Feeder’s Buck Rogers Is A Piece of Understated Genius

Updated: Nov 12, 2019

Feeder are back. With their latest album hitting #4 on the UK album chart, it's safe to say that they have completed their comeback into the elite of British rock and for a time, that looked unlikely. After their 2006 compilation ‘The Singles’, which hit #2 on the UK album charts, their career dived. Echo, their record label, folded, and the lack of funds for proper promotion meant that the word of new material just didn’t get out anymore. Radio 1 stopped playlisting their new singles and in the space of about two years, people forgot them. But from 2001-2006, they enjoyed five glorious years at the top of the British music scene, and one song in particular catapulted them into this territory.

That song was Buck Rogers.

The public went nuts for it. To this day it remains a hit at festivals, and it is the one Feeder song people are guaranteed to know. It’s similar to ‘Bohemian Like You’ by The Dandy Warhols in that, often, they’ve forgotten the band who did it as well as the song name. But if you say “You know, the one about a brand new car, jaguar, leather seats, CD player player player”, you’ll normally get a response of “Ohhhhhh, THAT one! I remember that!”

The critics weren’t so crazy on it. NME first said it would be “lucky to reach the top 30” at the time of release, and just to ram the point home, they re-reviewed it for no reason four years later in 2005, describing the song as “tired and anachronistic“.

● **PROVIDED DATA**
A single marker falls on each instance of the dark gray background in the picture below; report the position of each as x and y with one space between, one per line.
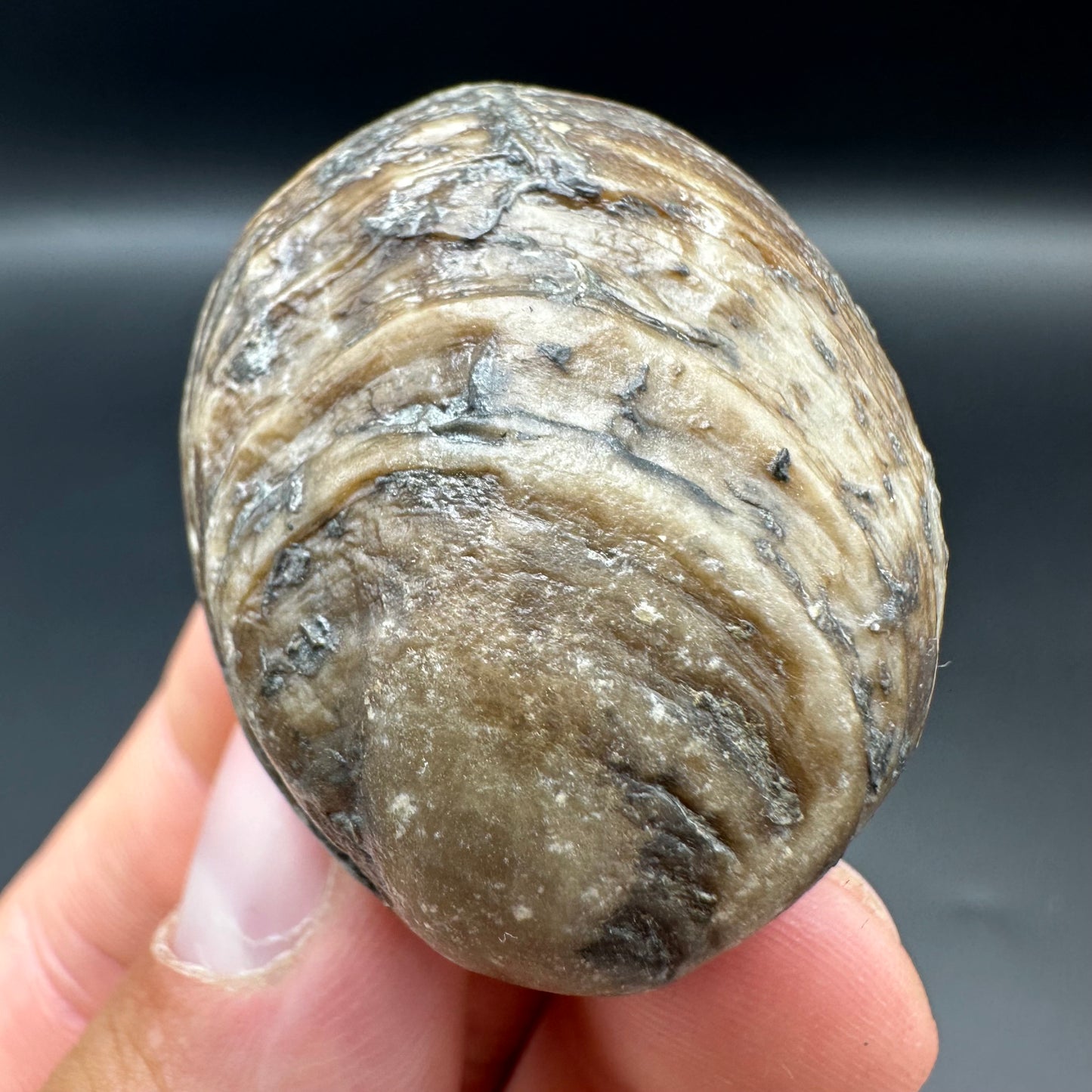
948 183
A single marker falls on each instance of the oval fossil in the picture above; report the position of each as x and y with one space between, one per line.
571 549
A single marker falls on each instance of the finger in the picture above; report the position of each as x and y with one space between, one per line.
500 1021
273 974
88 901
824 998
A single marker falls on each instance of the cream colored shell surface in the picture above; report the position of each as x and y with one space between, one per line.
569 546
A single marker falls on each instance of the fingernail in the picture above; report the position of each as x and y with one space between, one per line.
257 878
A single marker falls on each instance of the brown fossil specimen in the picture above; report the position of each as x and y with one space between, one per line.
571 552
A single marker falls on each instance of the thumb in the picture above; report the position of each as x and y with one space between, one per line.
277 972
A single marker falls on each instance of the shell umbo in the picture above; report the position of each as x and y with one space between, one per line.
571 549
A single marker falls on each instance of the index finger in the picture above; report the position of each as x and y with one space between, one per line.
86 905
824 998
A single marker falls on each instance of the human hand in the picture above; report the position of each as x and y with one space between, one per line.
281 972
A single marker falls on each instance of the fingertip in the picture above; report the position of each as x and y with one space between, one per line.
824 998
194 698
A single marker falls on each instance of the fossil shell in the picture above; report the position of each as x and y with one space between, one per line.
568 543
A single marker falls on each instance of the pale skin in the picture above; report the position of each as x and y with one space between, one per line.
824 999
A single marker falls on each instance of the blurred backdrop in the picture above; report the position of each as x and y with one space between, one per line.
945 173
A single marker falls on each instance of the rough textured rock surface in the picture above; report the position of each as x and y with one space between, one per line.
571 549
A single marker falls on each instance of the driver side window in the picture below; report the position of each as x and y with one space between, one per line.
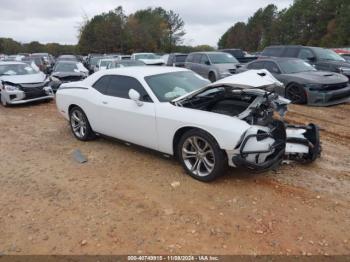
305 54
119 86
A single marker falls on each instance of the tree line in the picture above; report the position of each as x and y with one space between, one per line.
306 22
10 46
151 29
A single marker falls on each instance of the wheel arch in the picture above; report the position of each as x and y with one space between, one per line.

● **TASKS FOR THIS EXERCISE**
[a] Name every distinct year that appears in the article on Buck Rogers.
[b] Please reproduce the article on Buck Rogers from "Updated: Nov 12, 2019" to "was Buck Rogers.", inclusive.
None of the entries has anything to do with the article on Buck Rogers.

● **EXERCISE SOLUTIONS**
[a] 2019, 2006, 2001, 2005

[b]
Updated: Nov 12, 2019

Feeder are back. With their latest album hitting #4 on the UK album chart, it's safe to say that they have completed their comeback into the elite of British rock and for a time, that looked unlikely. After their 2006 compilation ‘The Singles’, which hit #2 on the UK album charts, their career dived. Echo, their record label, folded, and the lack of funds for proper promotion meant that the word of new material just didn’t get out anymore. Radio 1 stopped playlisting their new singles and in the space of about two years, people forgot them. But from 2001-2006, they enjoyed five glorious years at the top of the British music scene, and one song in particular catapulted them into this territory.

That song was Buck Rogers.